= Text segment =
*** Block opens ***

Supply chain can be defined as movement of goods through the process of procurement, manufacturing, storage, distribution and disposal. (Rushton & Walker, 2007)

The management of movement of goods or products from the suppliers through the manufacturing and distribution lines to reach the end user (the customer)







each of the parties involved have a customer of their own for instance as seen in the figure distributor is the customer of the manufacturer, but together collectively they need to understand how they can develop efficiency, flexibility and add value so as to make sure the end user or the customers need is met.(Slack, Chambers & Johnston, 2001).

Being proactive to change, satisfying or meeting customers’ needs and doing this effectively are some of the aims of supply chain management (Williams & Carroll, 2006).

The European supply chain model Problems

Customer related issues: Customer service could be described as matching the supply to the demand (Fawcett, McLeish & Ogden, 1992).

there were major customer service related issues as understood from the case study, the customers had no information about when they would receive their orders as the local management itself had no information as to when the stock would arrive, to get the apparel to the retailer it took a long time due to long order lead times and unreliable suppliers. There were difficulties in putting up the collections and holding them together, there were no measures taken for lateness of goods which arrived once again harming the customer service.

Poor coordination: Coordination is very critical as the supply chain becomes global(Lee & Billington , 1992). Nike had difficulty in handling of collections, for instance if the customers wanted to buy a particular type of shoes and coordinating socks and pants and sweatshirts since these were sourced from different places, it was very difficult to ensure that these items arrived at the same time which resulted in supply of these products at different times to retailers hence making up for poor customer service, a fixed date couldn’t be figured out, poor coordination meant poor service. Even though the customers had placed their orders month in advance what they wanted did not arrive by the agreed shipment date.

Logistics issues: there were almost around 20 warehouses and several more which were used on seasonal and ad hoc basis, footwear and apparel were stocked in separate warehouses, mostly the products were sourced from the east, around 30% of apparel was sourced from in and around Europe, there were multiple sources which would again add to delivery time.

Warehouses found it very difficult to ensure that all items in a collection were shipped to retailers at the same time.

Whilst in UK the warehouse was part owned and part of it was leased which was unusual, France had serious issues with its warehouse , the size of the warehouse was too small on the day it opened, there were two other outside warehouses were stock was being held. Main objective of a warehouse is to make maximum use of the space (Fawcett, McLeish & Ogden, 1992).

value added services were leant to a sub contractor and was not performed at the site.

In Germany the size of the market was expanding and it was struggling to cope with the volume, there were three warehouses and the lease of one of them was close to expiry

Nikes total catalogue for footwear and apparel were around 10,000 stock keeping units, however no country was offering to sell that many.

Goods moving to and from the European Union or between the Scandinavian countries still required customs clearance.

Retailer issues: Nike had a unique futures programme where the retailer was expected to place his orders months in advance of the selling season, retailers were not happy with this, Nike used the leverage kind of tactic in that it maximised value for money, this reduced the inventory risk for nike, retailers had to agree to this in order to earn the right to order replenishments during the course of the season.

International retailers expected same prices and service in every country Nike’s organisation was not in a position to service these retailers, there were issues in getting the apparel to the retailer on the time promised because of long order lead times and unreliable suppliers.

*** Block closes ***

= Prompt 1 =
In the text on Nike's European supply chain, roughly what share of apparel was sourced from in and around Europe?
= Prompt 2 =
According to the text on Nike's European supply chain, why was it so hard to get every item in a collection to retailers at the same time?
= Prompt 3 =
Carry on the text on Nike's European supply chain beyond its last sentence.
The entries that follow have no connection to the text on Nike's European supply chain.

= Data section =
*** Block opens ***

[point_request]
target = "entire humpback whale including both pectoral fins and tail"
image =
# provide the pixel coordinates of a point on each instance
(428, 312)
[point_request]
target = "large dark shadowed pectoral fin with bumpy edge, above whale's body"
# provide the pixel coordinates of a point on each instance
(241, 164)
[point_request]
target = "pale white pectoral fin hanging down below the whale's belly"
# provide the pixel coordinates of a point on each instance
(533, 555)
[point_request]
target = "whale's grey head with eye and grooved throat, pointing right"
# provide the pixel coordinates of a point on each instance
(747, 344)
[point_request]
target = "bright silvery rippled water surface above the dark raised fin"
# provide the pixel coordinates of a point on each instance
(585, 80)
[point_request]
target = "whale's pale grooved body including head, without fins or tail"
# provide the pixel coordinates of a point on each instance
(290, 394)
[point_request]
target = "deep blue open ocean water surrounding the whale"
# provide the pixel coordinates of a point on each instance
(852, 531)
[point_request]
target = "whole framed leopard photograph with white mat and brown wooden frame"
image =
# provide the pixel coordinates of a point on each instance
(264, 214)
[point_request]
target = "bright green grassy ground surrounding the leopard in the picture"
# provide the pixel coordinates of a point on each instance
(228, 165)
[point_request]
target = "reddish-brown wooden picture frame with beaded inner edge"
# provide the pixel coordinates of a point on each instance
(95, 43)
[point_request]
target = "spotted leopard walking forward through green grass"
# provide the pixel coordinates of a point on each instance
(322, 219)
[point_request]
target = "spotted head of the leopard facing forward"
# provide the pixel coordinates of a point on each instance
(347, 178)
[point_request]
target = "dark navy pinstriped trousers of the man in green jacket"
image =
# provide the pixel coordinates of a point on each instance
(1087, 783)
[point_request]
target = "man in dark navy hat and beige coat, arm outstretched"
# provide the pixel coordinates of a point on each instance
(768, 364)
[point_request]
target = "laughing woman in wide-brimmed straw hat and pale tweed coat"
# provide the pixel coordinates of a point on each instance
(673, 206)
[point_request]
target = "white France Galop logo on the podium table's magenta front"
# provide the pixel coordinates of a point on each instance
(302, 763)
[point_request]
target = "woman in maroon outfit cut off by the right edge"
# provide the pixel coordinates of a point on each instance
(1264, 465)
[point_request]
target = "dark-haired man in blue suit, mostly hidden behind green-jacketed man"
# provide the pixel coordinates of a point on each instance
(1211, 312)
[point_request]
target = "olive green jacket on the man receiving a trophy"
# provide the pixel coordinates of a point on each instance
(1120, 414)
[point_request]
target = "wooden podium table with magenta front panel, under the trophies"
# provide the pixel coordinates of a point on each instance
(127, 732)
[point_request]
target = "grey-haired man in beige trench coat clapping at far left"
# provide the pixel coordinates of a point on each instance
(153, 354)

*** Block closes ***

= Answer area 1 =
Around 30%.

= Answer area 2 =
The items in a collection, such as shoes, coordinating socks, pants and sweatshirts, were sourced from different places. That made it very difficult to ensure they all arrived together, so retailers received them at different times.

= Answer area 3 =
Supplier base issues: no information was shared with the local management as to when the stock was going to arrive, there were long delays as there were multiple sources and deadlines were not met, there were lot of goods stored at the warehouses which were not sold this was termed as the close outs, to resell these products by either discounting them or waiting till the end of the season which cluttered the warehouses and ran the risks of new goods not being sold, these close ours were very difficult to handle for Nike. Stock had to be built up in advance as products were brought in from the Far East on long lead times. Goods were not available in stock on agreed date this lead to split shipments and back wave of orders when those goods finally arrived. There were several patterns of small orders due to internal company failures. As stock was sourced in far east it ran into a supply risk and lead into a longer lead times and a lead time uncertainty as this is a critical issue with Nike.

Faulty information systems: computer systems were built differently and were independent for each country there was no centralized automated information systems available, an online inventory to record customer order wasn’t available in some cases, there was no proper method of batching up orders before they were sent off to be picked, if a customer’s order was out of stock there was no method to record the ‘lost sale’.

These were the major issues Nike was facing due to its existing design of its European supply chain.

Impact the existing supply chain design has on relationships within the supply chain

Nike and its suppliers

All the footwear was imported from the Far East, apparel was more varied of this around 30% was sourced in or near Europe from low cost countries like Ireland, Portugal and Turkey, the source varied from year to year as it followed lowest costs

Having source the footwear to the Far East it would be logical for Nike to have a backup source in case there is a lot of delay in goods arriving from the Far East.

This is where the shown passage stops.